%%
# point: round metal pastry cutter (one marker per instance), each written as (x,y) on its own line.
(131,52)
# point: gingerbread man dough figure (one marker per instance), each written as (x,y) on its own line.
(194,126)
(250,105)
%%
Rewrite the rows above, replacing every occurrence of "marker" with "dot" and leaving everything else unchanged.

▸ Response to the exercise
# point: round metal pastry cutter (one dot per instance), each written as (x,y) on its own line.
(131,52)
# point: gingerbread man dough figure (one dot per instance), each written as (x,y) on its own line.
(194,126)
(250,105)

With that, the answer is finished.